> [Exercise]
Go line by line through the data below, counting each one that has "fuselage", and give the final count only.

Data excerpts Start Marker

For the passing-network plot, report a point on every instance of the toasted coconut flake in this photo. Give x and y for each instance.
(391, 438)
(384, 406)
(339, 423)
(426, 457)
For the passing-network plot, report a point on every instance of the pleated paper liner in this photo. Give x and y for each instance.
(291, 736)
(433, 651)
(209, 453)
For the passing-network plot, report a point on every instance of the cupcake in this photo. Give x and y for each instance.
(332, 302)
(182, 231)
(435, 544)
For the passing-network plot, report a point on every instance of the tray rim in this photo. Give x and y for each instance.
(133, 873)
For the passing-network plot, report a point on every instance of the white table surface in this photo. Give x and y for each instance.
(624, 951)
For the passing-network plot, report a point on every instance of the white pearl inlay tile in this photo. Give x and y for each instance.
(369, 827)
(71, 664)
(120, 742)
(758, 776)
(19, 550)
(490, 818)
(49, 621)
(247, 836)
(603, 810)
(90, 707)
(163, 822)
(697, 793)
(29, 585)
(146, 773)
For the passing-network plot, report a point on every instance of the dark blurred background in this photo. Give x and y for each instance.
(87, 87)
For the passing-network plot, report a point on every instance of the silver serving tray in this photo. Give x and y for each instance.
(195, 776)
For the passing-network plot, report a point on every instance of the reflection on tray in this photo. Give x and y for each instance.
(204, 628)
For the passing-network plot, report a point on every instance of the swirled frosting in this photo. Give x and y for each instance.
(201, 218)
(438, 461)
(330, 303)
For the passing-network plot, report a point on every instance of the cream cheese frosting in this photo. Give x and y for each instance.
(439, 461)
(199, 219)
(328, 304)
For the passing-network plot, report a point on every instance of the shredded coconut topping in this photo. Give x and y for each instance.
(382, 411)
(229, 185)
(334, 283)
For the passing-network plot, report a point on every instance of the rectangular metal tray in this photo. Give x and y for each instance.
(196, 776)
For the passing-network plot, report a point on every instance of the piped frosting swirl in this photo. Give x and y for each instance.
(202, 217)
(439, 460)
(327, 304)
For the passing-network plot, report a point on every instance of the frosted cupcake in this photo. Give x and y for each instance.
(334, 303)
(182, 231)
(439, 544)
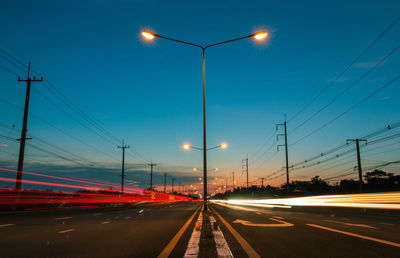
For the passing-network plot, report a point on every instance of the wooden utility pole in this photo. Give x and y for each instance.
(123, 147)
(24, 128)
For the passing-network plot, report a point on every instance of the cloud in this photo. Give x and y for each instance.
(134, 176)
(368, 64)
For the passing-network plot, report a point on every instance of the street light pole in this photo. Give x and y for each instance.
(258, 36)
(204, 133)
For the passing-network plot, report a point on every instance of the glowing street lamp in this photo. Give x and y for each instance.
(260, 35)
(187, 146)
(148, 35)
(257, 36)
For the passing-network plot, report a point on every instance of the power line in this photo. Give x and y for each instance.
(347, 68)
(349, 109)
(348, 88)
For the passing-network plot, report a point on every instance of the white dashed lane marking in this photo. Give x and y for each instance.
(6, 225)
(352, 224)
(356, 235)
(63, 218)
(66, 231)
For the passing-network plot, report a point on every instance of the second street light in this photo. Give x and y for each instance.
(151, 36)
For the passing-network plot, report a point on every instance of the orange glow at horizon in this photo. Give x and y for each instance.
(260, 35)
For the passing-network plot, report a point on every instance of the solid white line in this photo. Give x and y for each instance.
(7, 225)
(352, 224)
(62, 218)
(65, 231)
(356, 235)
(384, 223)
(193, 249)
(223, 249)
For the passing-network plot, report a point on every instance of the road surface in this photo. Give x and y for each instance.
(285, 233)
(169, 229)
(136, 232)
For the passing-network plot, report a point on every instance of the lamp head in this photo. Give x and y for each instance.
(223, 145)
(260, 35)
(148, 35)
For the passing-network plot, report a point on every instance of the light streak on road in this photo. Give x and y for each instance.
(369, 200)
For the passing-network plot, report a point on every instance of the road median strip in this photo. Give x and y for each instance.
(243, 243)
(193, 248)
(171, 245)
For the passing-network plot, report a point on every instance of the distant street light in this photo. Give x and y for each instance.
(187, 146)
(257, 36)
(213, 169)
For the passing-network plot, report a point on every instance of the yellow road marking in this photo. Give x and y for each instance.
(357, 235)
(171, 245)
(246, 246)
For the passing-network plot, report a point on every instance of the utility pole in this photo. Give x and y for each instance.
(233, 180)
(123, 147)
(165, 182)
(262, 181)
(151, 164)
(286, 149)
(360, 181)
(245, 164)
(24, 128)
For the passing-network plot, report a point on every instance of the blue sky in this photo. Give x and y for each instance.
(150, 94)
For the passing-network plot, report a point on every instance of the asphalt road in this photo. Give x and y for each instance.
(136, 232)
(285, 233)
(148, 230)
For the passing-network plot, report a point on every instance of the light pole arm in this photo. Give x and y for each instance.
(179, 41)
(228, 41)
(219, 146)
(197, 148)
(203, 48)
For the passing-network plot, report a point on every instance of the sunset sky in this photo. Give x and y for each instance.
(150, 93)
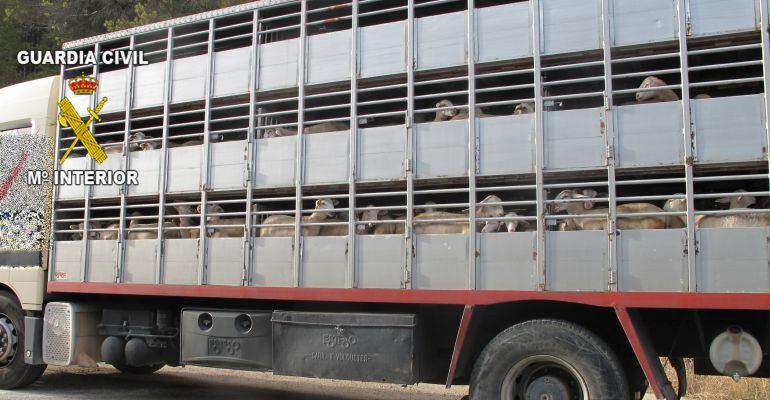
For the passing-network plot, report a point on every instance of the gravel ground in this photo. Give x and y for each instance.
(210, 384)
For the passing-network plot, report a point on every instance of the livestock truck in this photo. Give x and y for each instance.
(529, 197)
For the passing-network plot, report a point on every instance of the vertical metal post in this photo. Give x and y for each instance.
(163, 176)
(687, 133)
(609, 136)
(248, 248)
(470, 37)
(353, 153)
(408, 162)
(87, 200)
(55, 188)
(126, 164)
(764, 26)
(299, 172)
(202, 242)
(539, 146)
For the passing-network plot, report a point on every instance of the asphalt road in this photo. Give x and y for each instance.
(205, 383)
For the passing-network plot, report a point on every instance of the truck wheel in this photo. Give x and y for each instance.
(143, 370)
(548, 359)
(14, 373)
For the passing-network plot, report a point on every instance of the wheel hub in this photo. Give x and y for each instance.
(8, 340)
(547, 388)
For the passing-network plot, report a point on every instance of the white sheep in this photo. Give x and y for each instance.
(524, 108)
(483, 211)
(744, 220)
(586, 207)
(655, 96)
(321, 205)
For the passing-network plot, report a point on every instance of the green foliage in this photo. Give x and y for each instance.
(46, 24)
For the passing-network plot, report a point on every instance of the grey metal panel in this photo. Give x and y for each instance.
(576, 261)
(112, 85)
(272, 261)
(326, 157)
(114, 162)
(380, 261)
(506, 144)
(231, 71)
(441, 262)
(275, 161)
(228, 165)
(506, 261)
(67, 261)
(570, 25)
(324, 260)
(381, 153)
(574, 139)
(729, 129)
(278, 64)
(652, 260)
(442, 149)
(146, 163)
(649, 134)
(503, 32)
(139, 264)
(184, 169)
(328, 57)
(710, 17)
(382, 49)
(637, 22)
(441, 40)
(66, 192)
(102, 259)
(189, 78)
(733, 260)
(225, 261)
(180, 262)
(148, 85)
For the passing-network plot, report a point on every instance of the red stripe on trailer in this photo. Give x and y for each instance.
(645, 354)
(724, 301)
(462, 331)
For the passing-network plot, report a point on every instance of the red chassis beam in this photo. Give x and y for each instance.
(726, 301)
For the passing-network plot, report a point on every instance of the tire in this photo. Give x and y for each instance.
(540, 357)
(143, 370)
(14, 373)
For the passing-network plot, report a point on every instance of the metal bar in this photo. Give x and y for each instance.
(127, 166)
(610, 136)
(470, 39)
(410, 146)
(248, 246)
(169, 78)
(351, 278)
(540, 272)
(687, 134)
(302, 64)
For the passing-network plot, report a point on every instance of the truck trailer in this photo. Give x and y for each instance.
(540, 199)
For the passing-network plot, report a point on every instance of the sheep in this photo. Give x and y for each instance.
(194, 232)
(524, 108)
(445, 115)
(287, 231)
(236, 230)
(575, 208)
(655, 96)
(741, 202)
(484, 211)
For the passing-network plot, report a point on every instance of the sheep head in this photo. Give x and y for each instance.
(524, 108)
(647, 83)
(449, 113)
(489, 211)
(573, 208)
(741, 201)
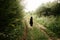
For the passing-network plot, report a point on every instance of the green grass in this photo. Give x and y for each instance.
(52, 23)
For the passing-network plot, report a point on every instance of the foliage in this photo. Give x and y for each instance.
(51, 23)
(51, 8)
(36, 34)
(11, 26)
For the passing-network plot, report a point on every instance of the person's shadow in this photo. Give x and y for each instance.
(31, 21)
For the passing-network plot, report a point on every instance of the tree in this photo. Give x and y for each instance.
(11, 26)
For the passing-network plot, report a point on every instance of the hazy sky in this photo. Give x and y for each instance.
(31, 5)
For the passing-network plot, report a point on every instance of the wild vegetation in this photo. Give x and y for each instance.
(14, 22)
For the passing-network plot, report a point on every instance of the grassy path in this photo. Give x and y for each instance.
(43, 29)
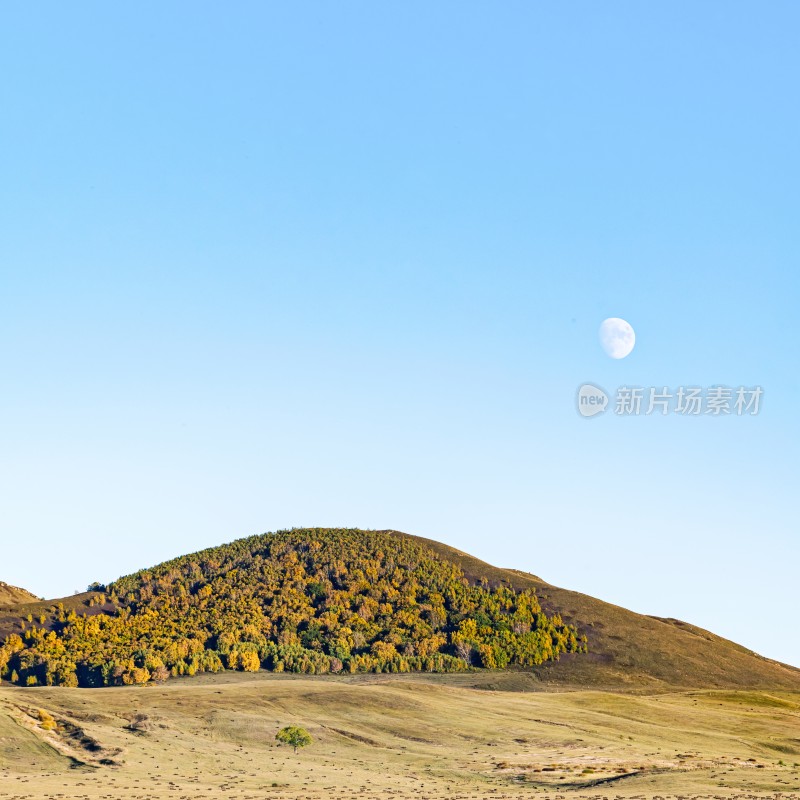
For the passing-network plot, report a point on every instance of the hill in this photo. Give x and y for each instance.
(11, 595)
(630, 650)
(328, 601)
(404, 737)
(306, 601)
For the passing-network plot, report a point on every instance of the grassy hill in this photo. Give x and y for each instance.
(305, 601)
(11, 595)
(629, 650)
(319, 601)
(406, 737)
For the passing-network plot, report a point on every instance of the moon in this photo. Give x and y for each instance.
(617, 337)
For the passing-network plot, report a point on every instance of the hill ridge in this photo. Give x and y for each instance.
(626, 650)
(10, 595)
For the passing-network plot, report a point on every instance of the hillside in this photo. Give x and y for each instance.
(305, 601)
(402, 737)
(322, 601)
(629, 650)
(10, 595)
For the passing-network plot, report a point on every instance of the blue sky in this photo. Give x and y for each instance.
(264, 267)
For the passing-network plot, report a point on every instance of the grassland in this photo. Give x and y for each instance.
(381, 736)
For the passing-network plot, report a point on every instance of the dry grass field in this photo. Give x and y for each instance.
(418, 736)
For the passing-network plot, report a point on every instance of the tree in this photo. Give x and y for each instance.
(293, 736)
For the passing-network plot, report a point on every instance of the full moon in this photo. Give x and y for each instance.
(617, 337)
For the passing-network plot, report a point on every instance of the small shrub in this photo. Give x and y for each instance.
(293, 736)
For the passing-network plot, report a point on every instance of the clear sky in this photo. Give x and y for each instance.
(275, 265)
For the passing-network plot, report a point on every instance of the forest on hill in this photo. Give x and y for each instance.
(311, 601)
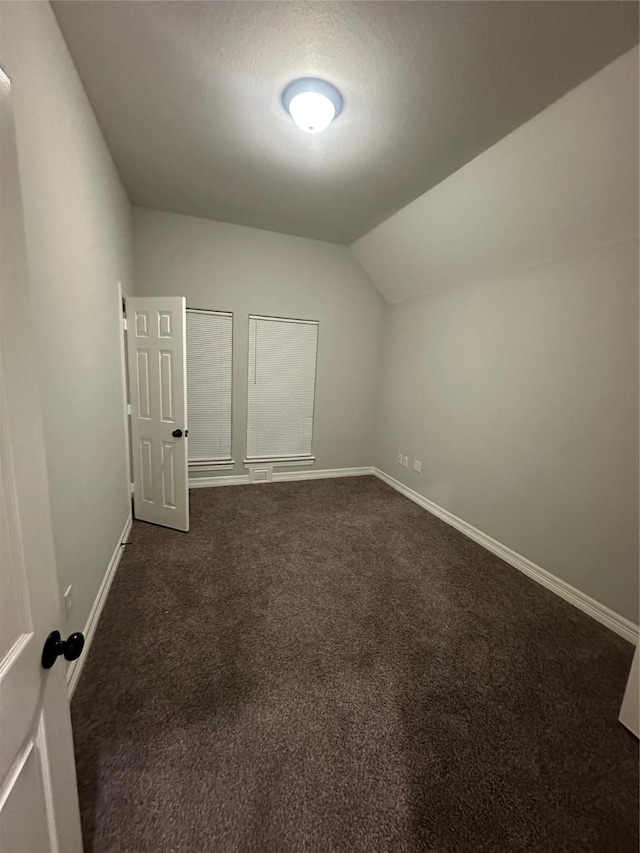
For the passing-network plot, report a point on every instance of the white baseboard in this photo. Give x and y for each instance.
(209, 482)
(622, 626)
(279, 476)
(75, 668)
(322, 474)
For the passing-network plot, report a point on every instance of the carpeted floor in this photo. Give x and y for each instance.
(324, 666)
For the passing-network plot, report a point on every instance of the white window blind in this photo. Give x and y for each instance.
(209, 385)
(281, 387)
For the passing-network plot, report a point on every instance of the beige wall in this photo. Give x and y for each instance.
(513, 377)
(561, 184)
(249, 271)
(520, 398)
(77, 222)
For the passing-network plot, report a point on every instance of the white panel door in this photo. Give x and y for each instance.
(38, 791)
(156, 353)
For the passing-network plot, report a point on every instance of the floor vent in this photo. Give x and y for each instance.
(261, 475)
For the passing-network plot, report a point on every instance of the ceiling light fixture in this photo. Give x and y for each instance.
(312, 103)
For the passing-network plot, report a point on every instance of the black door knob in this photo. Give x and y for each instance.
(54, 646)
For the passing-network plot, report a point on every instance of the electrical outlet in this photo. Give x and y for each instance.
(68, 601)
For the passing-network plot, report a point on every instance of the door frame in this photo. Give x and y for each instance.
(122, 327)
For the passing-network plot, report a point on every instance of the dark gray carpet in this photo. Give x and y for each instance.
(323, 666)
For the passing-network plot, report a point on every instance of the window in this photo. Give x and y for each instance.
(281, 388)
(209, 386)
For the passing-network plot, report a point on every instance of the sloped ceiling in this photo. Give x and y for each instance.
(188, 97)
(564, 182)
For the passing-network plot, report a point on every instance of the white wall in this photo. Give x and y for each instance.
(249, 271)
(77, 222)
(563, 183)
(515, 382)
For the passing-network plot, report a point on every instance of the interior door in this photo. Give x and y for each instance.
(156, 354)
(38, 793)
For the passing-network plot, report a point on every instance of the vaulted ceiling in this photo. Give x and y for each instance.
(188, 97)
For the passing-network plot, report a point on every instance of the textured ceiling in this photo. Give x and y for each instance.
(188, 97)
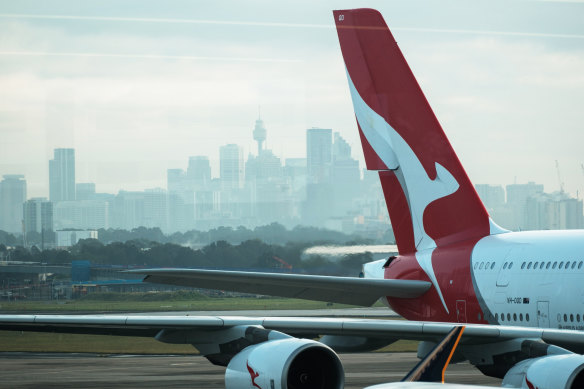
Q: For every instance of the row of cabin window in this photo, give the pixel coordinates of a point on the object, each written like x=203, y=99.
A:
x=485, y=265
x=571, y=317
x=568, y=265
x=530, y=265
x=514, y=317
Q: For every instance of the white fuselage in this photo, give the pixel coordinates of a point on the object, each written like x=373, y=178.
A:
x=531, y=278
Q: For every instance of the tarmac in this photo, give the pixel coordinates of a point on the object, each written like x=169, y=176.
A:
x=29, y=370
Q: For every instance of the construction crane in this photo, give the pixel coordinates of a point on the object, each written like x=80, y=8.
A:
x=559, y=177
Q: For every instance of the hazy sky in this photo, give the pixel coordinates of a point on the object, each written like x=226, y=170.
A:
x=136, y=87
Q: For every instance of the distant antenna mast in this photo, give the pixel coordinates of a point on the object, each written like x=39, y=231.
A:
x=559, y=177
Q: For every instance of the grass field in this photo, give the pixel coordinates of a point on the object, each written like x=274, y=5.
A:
x=211, y=304
x=101, y=344
x=43, y=342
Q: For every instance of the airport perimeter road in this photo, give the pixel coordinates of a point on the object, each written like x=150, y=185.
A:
x=23, y=370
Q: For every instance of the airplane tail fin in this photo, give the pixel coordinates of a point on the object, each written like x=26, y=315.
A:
x=430, y=199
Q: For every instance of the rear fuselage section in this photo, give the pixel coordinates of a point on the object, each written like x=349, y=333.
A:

Data excerpts End Marker

> [Result for this task]
2